Entries from a point annotation set:
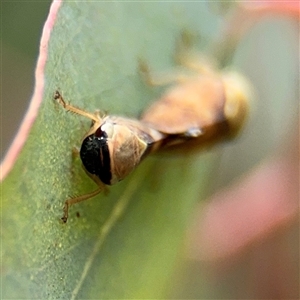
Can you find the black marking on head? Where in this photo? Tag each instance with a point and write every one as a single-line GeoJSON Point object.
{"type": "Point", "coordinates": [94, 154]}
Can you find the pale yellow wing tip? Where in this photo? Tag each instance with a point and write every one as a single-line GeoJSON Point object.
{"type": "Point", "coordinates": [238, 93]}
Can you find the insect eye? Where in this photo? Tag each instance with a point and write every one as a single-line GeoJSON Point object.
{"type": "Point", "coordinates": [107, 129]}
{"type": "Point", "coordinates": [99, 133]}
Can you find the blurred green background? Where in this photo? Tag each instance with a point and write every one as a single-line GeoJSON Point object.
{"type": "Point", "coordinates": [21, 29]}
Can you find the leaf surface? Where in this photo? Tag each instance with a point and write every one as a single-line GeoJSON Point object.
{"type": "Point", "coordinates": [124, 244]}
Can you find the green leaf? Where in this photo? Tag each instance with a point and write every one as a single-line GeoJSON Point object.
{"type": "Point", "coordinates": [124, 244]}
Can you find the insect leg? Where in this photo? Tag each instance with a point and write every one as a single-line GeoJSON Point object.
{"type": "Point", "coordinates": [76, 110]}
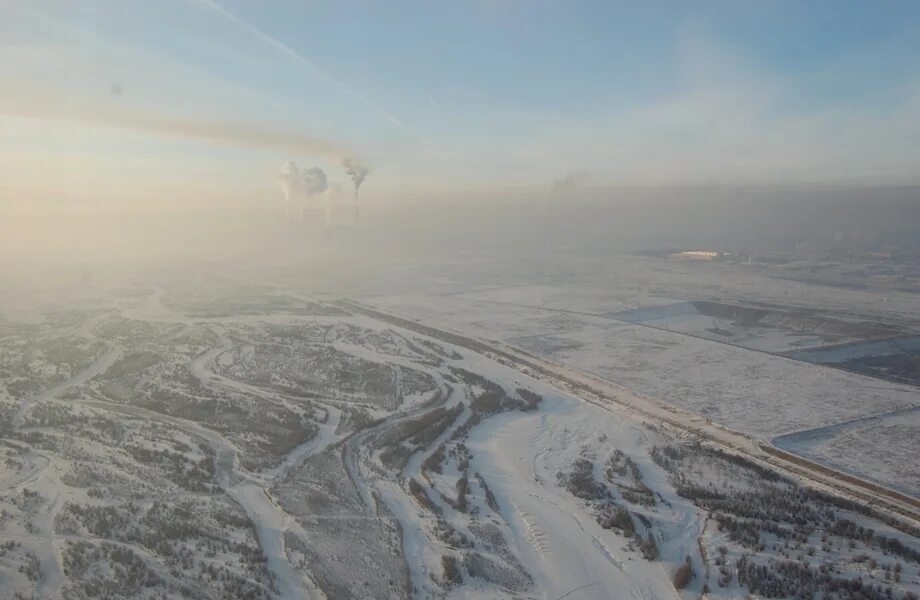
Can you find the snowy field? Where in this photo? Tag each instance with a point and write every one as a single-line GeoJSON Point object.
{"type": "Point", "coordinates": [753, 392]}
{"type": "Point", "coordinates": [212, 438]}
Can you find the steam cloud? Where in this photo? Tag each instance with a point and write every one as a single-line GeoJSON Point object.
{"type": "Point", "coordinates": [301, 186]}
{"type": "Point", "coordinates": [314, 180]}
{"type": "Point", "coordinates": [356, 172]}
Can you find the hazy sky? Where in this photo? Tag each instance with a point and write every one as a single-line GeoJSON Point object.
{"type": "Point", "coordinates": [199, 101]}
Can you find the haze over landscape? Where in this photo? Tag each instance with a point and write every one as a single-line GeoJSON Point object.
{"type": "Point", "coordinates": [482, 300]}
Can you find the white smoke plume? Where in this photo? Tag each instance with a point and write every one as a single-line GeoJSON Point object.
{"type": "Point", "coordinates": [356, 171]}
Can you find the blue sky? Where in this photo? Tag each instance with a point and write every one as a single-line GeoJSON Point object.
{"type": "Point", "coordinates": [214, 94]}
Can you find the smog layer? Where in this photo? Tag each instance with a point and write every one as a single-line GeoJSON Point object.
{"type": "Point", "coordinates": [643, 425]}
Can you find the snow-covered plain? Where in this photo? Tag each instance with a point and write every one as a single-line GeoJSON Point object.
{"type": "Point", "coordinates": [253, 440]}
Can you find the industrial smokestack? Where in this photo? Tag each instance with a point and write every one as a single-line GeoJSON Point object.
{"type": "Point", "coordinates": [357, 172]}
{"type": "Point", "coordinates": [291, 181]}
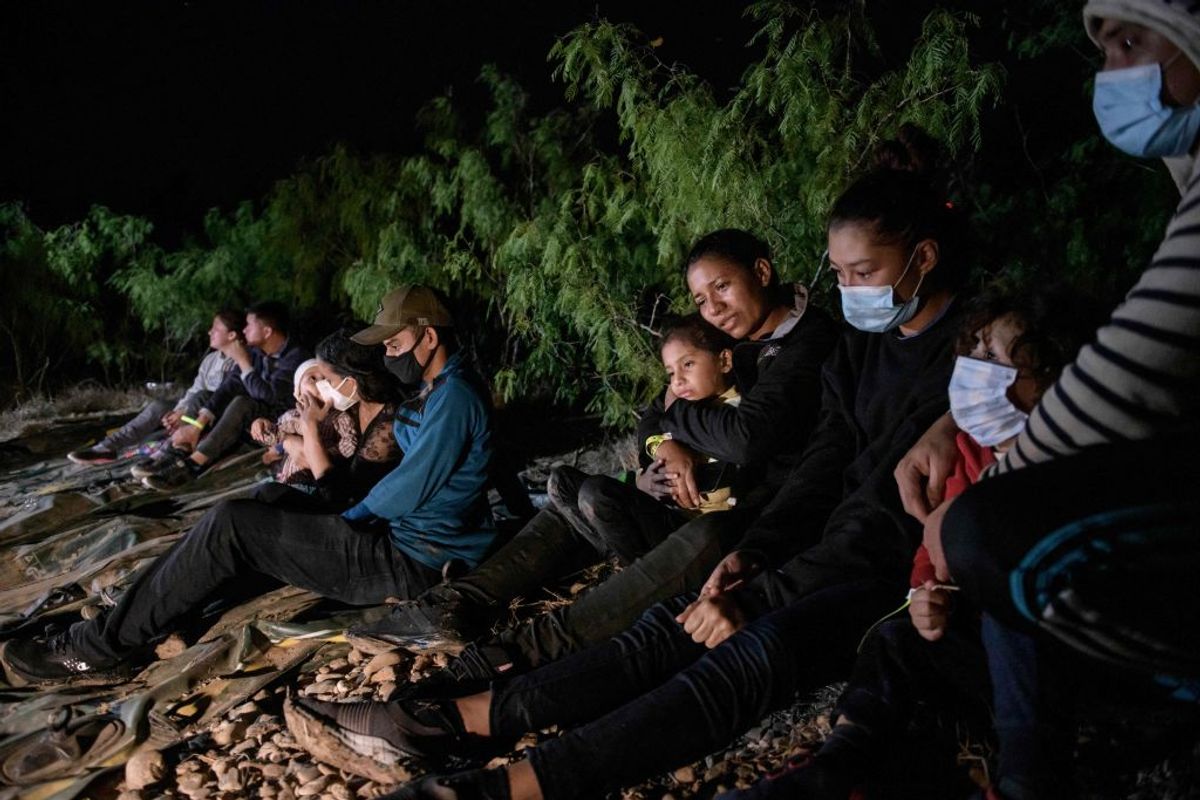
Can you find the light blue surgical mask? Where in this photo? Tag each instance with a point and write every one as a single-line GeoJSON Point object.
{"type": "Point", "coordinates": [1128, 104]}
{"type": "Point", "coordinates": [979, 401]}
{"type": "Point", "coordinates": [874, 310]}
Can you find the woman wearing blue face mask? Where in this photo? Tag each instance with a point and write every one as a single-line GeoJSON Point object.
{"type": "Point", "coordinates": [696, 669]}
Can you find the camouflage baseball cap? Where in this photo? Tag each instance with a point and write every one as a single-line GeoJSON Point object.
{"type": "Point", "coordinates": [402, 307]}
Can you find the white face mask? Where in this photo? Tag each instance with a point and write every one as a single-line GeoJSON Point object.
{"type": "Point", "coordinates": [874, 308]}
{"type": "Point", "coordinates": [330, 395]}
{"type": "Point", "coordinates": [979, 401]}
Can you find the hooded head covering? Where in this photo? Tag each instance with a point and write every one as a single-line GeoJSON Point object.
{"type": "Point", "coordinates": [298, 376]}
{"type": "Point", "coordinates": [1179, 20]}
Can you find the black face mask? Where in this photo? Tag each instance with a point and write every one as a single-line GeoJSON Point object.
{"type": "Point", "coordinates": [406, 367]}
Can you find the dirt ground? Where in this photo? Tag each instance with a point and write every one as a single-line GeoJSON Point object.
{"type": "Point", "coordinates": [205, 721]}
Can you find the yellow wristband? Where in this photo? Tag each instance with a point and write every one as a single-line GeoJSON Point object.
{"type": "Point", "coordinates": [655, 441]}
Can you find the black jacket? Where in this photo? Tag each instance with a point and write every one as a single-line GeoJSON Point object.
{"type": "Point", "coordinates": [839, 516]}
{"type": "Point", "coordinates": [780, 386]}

> **Problem statement**:
Copy the listing from the line containing "Can you find the black jacket?" through the end of the listing, keeping every request line as it is. Raise each coordinate value in the answers by 137.

> **Problem solution**:
Can you find the black jacket? Where in this photo? Tag each instance with a point and write every one as a single-line GeoJSON Point object.
{"type": "Point", "coordinates": [976, 653]}
{"type": "Point", "coordinates": [917, 523]}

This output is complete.